● Data to process:
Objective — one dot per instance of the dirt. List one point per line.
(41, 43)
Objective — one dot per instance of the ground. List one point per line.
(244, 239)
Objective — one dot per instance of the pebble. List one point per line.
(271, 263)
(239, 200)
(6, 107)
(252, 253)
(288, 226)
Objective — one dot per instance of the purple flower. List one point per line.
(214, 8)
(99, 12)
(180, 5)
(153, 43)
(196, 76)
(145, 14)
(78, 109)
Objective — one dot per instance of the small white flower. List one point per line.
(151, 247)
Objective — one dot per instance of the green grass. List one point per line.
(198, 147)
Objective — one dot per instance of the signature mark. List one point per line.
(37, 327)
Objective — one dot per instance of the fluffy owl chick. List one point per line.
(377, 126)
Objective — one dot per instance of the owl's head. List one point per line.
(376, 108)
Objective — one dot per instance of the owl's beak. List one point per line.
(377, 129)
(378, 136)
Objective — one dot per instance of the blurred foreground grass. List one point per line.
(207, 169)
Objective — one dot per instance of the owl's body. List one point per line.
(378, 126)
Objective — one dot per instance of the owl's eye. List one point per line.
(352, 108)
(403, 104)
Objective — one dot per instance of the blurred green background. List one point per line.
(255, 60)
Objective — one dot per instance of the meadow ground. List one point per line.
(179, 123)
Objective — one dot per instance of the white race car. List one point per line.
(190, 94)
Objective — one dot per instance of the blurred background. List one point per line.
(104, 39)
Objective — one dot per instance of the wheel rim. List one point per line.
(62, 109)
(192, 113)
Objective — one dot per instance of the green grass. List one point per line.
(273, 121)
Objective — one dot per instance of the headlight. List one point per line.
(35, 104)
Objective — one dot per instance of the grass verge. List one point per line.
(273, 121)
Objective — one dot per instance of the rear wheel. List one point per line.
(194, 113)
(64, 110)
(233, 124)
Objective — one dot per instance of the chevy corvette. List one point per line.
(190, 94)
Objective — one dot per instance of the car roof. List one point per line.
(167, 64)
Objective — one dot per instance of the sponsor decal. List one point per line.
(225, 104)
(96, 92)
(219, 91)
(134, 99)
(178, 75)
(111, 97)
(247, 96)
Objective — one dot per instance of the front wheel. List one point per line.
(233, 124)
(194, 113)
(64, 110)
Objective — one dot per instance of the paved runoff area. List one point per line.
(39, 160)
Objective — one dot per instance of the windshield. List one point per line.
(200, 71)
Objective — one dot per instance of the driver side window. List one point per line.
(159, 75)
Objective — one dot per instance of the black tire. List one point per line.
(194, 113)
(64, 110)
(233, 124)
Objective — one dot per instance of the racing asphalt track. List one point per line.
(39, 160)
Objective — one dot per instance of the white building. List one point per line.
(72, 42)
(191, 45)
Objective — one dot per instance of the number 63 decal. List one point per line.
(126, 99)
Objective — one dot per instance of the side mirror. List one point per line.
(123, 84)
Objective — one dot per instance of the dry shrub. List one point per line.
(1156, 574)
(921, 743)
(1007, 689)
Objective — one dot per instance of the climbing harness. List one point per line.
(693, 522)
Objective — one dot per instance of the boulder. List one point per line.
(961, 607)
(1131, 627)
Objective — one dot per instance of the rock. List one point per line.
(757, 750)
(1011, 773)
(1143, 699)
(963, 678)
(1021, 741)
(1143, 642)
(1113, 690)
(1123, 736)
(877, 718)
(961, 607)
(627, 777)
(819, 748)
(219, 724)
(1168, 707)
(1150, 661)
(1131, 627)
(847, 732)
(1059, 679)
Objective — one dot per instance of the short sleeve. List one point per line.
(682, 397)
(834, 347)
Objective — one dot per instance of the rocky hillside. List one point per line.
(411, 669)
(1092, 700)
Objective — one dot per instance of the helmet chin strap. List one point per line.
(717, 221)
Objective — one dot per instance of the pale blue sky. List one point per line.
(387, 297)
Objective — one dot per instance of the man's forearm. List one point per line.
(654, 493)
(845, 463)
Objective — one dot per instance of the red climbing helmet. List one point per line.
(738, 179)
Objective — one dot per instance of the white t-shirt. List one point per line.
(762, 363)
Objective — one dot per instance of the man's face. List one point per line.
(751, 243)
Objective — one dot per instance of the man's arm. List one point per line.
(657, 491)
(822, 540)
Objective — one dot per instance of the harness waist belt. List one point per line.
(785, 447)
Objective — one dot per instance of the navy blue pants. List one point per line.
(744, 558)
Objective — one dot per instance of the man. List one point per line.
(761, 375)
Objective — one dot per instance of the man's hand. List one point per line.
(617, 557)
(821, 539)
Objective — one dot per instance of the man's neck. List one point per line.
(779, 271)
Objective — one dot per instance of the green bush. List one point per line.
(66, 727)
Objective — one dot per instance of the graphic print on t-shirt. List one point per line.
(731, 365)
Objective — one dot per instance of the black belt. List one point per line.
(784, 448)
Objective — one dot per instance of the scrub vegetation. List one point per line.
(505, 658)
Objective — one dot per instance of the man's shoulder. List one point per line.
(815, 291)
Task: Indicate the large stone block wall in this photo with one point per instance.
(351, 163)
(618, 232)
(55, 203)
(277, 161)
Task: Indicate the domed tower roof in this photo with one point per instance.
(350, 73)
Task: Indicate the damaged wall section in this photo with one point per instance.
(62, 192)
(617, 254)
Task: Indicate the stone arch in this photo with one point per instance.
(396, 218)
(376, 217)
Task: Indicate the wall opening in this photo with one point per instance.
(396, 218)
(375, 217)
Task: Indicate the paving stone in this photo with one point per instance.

● Required work:
Each line of the listing should be reproduced without any alteration.

● Answer to the exercise:
Objective — one dot per instance of the dirt. List one point per line.
(41, 43)
Objective — one dot per instance of the ground. List one point per line.
(244, 239)
Objective — one dot per instance of the pebble. List one point per line.
(271, 263)
(239, 200)
(6, 107)
(252, 253)
(288, 226)
Objective — one dot per instance of the purple flower. List one point per line.
(214, 8)
(99, 12)
(180, 5)
(153, 43)
(196, 76)
(145, 14)
(78, 109)
Objective — one dot per instance of the small white flower. List one point per line.
(151, 247)
Objective — one dot per instance of the green grass. List one point per line.
(198, 147)
Objective — one dot per instance of the signature mark. List one point per line.
(37, 327)
Objective — one dot per instance of the fluffy owl chick. List one point per line.
(377, 126)
Objective — one dot per instance of the owl's head. List one point per line.
(376, 108)
Objective — one dot per instance of the owl's beak. List one point per line.
(377, 129)
(378, 136)
Objective — one dot per instance of the blurred foreground grass. List one point per line.
(207, 169)
Objective — one dot per instance of the owl's body. List one point per line.
(378, 126)
Objective — one dot per instance of the owl's eye. List one point per line.
(352, 108)
(403, 104)
Objective — one dot per instance of the blurred green background. List one point per line.
(255, 60)
Objective — one dot per instance of the meadow ground. List one point per line.
(179, 123)
Objective — one dot per instance of the white race car. List one point per line.
(190, 94)
Objective — one dot per instance of the blurred background. List one point per line.
(104, 39)
Objective — one dot per instance of the wheel rim. List one point per line.
(62, 109)
(192, 113)
Objective — one dot per instance of the green grass. List one point per line.
(273, 121)
Objective — one dot per instance of the headlight. List one point per line.
(35, 104)
Objective — one dot per instance of the grass verge. List one point per line.
(273, 121)
Objective — one dot per instance of the rear wheel. List one point per line.
(194, 113)
(64, 110)
(233, 124)
Objective — one dot per instance of the chevy corvette. List one point per line.
(190, 94)
Objective — one dot per instance of the car roof. List one point per line.
(167, 64)
Objective — one dot per instance of the sponsor decal. List one point per line.
(225, 104)
(96, 92)
(219, 91)
(134, 99)
(178, 75)
(111, 97)
(247, 96)
Objective — one dot per instance of the front wheel. List one point per line.
(233, 124)
(194, 113)
(64, 110)
Objective — one dot per instance of the paved runoff area. List one point per line.
(39, 160)
Objective — one dot per instance of the windshield. List one point per line.
(200, 71)
Objective — one dot per instance of the driver side window. List one point per line.
(159, 75)
Objective — one dot per instance of the black tire. List one point per line.
(194, 113)
(64, 110)
(233, 124)
Objective — one dot per instance of the racing asphalt track. List one point per line.
(39, 160)
Objective — one dot per instance of the white building. List one point per line.
(72, 42)
(191, 45)
Objective — one dot per instance of the number 63 decal. List one point per line.
(126, 99)
Objective — one dot per instance of the side mirror. List one point per line.
(123, 84)
Objective — one dot per instance of the dry shrub. List one point per line.
(1156, 574)
(921, 743)
(1007, 689)
Objective — one dot per instance of the climbing harness. List one point per line.
(693, 522)
Objective — one dot per instance of the boulder. List one point per line.
(961, 607)
(1131, 627)
Objective — one dot per instance of the rock. List one point per line.
(757, 750)
(1011, 773)
(1143, 699)
(963, 678)
(1021, 741)
(1143, 642)
(1113, 690)
(1123, 736)
(877, 718)
(961, 607)
(627, 777)
(819, 748)
(219, 724)
(1168, 707)
(1150, 661)
(1131, 627)
(847, 732)
(1059, 679)
Objective — one dot per instance of the short sleeve. List one point per line.
(682, 397)
(834, 347)
Objective — one dot per instance of the rocky hillside. List one point per line.
(411, 669)
(1092, 700)
Objective — one dot per instance of the helmet chin strap. List one point per line.
(717, 221)
Objective — one dot per instance of the pale blue sky. List one point per line.
(387, 297)
Objective — one dot per instance of the man's forearm. List one point per line.
(654, 493)
(845, 463)
Objective — one dot per instance of the red climbing helmet. List one point per line.
(738, 179)
Objective — one dot per instance of the white t-shirt. List one point per line.
(762, 363)
Objective — one dot per instance of the man's face. List one point per line.
(751, 243)
Objective — one dot per instance of the man's arm. List one point per line.
(657, 491)
(822, 540)
Objective — one dot per instance of the harness waist belt. List one point per line.
(785, 447)
Objective — one dot per instance of the navy blue pants. List one point per line.
(744, 558)
Objective — one dot per instance of the man. List one point per line.
(761, 375)
Objective — one dot per instance of the man's hand. List one point per line.
(617, 557)
(821, 539)
Objective — one dot per instance of the man's neck. List one point per line.
(779, 271)
Objective — one dot per instance of the green bush. List one point per line.
(66, 727)
Objective — one dot per instance of the graphic print on t-shirt. List one point per line.
(731, 365)
Objective — one dot per instance of the black belt. List one point per line.
(784, 448)
Objective — one dot per instance of the scrub vegetation. List one point per line.
(505, 658)
Objective — one dot per instance of the man's shoulder. List one point per line.
(815, 291)
Task: Indicate the large stone block wall in this photo with one point per instance.
(351, 163)
(618, 232)
(55, 203)
(277, 161)
Task: Indicate the domed tower roof in this photo with one point per instance.
(350, 73)
Task: Indicate the damaged wall section in this photo with one point per instance.
(62, 192)
(617, 254)
Task: Indicate the stone arch in this photo with one point per instance.
(396, 218)
(376, 217)
Task: Indicate the wall opening in this photo with one point per instance.
(396, 218)
(375, 217)
Task: Indicate the paving stone in this photo with one point per instance.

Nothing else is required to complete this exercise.